## Begin

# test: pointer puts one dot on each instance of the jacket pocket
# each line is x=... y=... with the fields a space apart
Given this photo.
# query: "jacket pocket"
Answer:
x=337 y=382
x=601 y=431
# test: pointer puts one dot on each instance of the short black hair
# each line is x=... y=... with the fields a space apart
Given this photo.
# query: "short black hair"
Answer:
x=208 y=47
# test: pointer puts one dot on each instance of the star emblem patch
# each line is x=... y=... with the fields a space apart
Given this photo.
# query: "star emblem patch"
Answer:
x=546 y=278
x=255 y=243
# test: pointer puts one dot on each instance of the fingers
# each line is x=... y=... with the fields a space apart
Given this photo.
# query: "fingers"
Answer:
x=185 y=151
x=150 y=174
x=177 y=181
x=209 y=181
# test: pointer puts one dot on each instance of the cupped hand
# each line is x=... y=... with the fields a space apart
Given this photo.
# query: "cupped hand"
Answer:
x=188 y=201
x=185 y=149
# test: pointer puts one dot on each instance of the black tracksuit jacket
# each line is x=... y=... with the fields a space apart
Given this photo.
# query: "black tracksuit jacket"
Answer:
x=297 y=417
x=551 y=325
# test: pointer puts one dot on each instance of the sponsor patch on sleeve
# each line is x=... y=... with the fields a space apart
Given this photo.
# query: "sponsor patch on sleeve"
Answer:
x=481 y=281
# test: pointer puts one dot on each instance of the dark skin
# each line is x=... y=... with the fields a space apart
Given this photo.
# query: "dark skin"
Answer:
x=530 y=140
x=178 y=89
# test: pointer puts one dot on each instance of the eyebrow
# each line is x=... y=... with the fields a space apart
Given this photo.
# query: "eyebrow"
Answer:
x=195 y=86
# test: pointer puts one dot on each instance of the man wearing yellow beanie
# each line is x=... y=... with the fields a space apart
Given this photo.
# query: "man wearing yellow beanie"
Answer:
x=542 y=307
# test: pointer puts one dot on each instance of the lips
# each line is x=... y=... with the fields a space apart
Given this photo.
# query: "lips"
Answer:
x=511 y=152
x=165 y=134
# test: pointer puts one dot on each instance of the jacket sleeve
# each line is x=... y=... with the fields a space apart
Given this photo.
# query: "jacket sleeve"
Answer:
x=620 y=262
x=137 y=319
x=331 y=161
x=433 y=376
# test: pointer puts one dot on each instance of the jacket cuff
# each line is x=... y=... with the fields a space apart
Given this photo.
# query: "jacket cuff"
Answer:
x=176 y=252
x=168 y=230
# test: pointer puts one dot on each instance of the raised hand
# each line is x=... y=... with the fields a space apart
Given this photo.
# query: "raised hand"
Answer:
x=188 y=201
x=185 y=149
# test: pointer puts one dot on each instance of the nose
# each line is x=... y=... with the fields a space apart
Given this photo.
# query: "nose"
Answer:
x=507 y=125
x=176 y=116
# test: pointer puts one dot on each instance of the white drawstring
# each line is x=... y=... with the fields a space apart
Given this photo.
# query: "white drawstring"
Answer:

## End

:: WHAT YOU HAVE TO DO ::
Lay out every line of the entries above as a Markdown table with the columns Row and Line. Number the rows in order and skip any blank lines.

:: CORRECT RESULT ::
| Row | Line |
|---|---|
| 1 | # test: pointer puts one dot on each instance of the jacket pocket |
| 2 | # each line is x=... y=... with the fields a space apart |
| 3 | Given this photo. |
| 4 | # query: "jacket pocket" |
| 5 | Answer: |
| 6 | x=337 y=382 |
| 7 | x=601 y=431 |
| 8 | # test: pointer puts one dot on each instance of the short black hair |
| 9 | # each line is x=... y=... with the fields a space apart |
| 10 | Given this photo. |
| 11 | # query: "short black hair" |
| 12 | Answer: |
| 13 | x=208 y=47 |
| 14 | # test: pointer puts one dot on each instance of the star emblem patch |
| 15 | # each line is x=... y=... with the fields a space apart |
| 16 | Given this photo. |
| 17 | # query: "star emblem patch" |
| 18 | Answer: |
| 19 | x=546 y=278 |
| 20 | x=255 y=243 |
| 21 | # test: pointer puts one dot on each instance of the fingers |
| 22 | # each line is x=... y=... with the fields a space apart |
| 23 | Given this photo. |
| 24 | # query: "fingers" |
| 25 | Answer: |
| 26 | x=185 y=151 |
| 27 | x=150 y=174 |
| 28 | x=177 y=181 |
| 29 | x=209 y=181 |
| 30 | # test: pointer puts one dot on each instance of the cupped hand |
| 31 | # each line is x=... y=... with the fields a space apart |
| 32 | Given this photo. |
| 33 | # query: "cupped hand" |
| 34 | Answer: |
| 35 | x=188 y=201 |
| 36 | x=185 y=149 |
| 37 | # test: pointer puts one dot on each instance of the black tracksuit jacket |
| 38 | # each line is x=... y=... with the fields a space apart |
| 39 | Given this photo. |
| 40 | # query: "black tracksuit jacket" |
| 41 | Answer: |
| 42 | x=297 y=417 |
| 43 | x=551 y=325 |
| 44 | # test: pointer puts one dot on each instance of the sponsor patch on sleeve |
| 45 | # each line is x=... y=... with the fields a space apart |
| 46 | Given this photo. |
| 47 | # query: "sponsor patch on sleeve" |
| 48 | Answer: |
| 49 | x=481 y=281 |
| 50 | # test: pointer puts one dot on each instance of the dark skin |
| 51 | # each line is x=... y=... with the fields a space apart |
| 52 | Given this photo. |
| 53 | # query: "dark skin" |
| 54 | Answer: |
| 55 | x=530 y=140 |
| 56 | x=178 y=89 |
| 57 | # test: pointer puts one dot on each instance of the eyebrow |
| 58 | # each line is x=... y=... with the fields a space apart |
| 59 | Given this photo. |
| 60 | # query: "eyebrow" |
| 61 | Answer: |
| 62 | x=195 y=86 |
| 63 | # test: pointer puts one dot on each instance of the man wearing yellow beanie |
| 64 | # each line is x=... y=... with the fields a space apart |
| 65 | Given this photo. |
| 66 | # query: "man wearing yellow beanie" |
| 67 | Answer: |
| 68 | x=542 y=307 |
| 69 | # test: pointer puts one dot on each instance of the lips |
| 70 | # each line is x=... y=... with the fields a space apart |
| 71 | Given this photo. |
| 72 | # query: "lips" |
| 73 | Answer: |
| 74 | x=511 y=152 |
| 75 | x=165 y=134 |
| 76 | # test: pointer puts one dot on each instance of the jacket sleeve |
| 77 | # each line is x=... y=... with the fields a space apart |
| 78 | Given this photo. |
| 79 | # query: "jacket sleeve" |
| 80 | Answer: |
| 81 | x=620 y=262 |
| 82 | x=137 y=319 |
| 83 | x=331 y=161 |
| 84 | x=433 y=376 |
| 85 | # test: pointer puts one dot on each instance of the jacket cuff |
| 86 | # each line is x=... y=... with the fields a space apart |
| 87 | Given this photo. |
| 88 | # query: "jacket cuff" |
| 89 | Answer: |
| 90 | x=176 y=252 |
| 91 | x=168 y=230 |
| 92 | # test: pointer puts one dot on each instance of the raised hand |
| 93 | # each line is x=... y=... with the fields a space apart |
| 94 | Given this photo. |
| 95 | # query: "raised hand" |
| 96 | Answer: |
| 97 | x=188 y=201 |
| 98 | x=185 y=149 |
| 99 | # test: pointer puts one dot on each instance of the nose |
| 100 | # each line is x=... y=... with the fields a space apart |
| 101 | Given this photo. |
| 102 | # query: "nose" |
| 103 | Answer: |
| 104 | x=507 y=125 |
| 105 | x=176 y=116 |
| 106 | # test: pointer puts one dot on each instance of the white drawstring |
| 107 | # each line is x=... y=... with the fields a space apart |
| 108 | Given this photo. |
| 109 | # query: "white drawstring" |
| 110 | Answer: |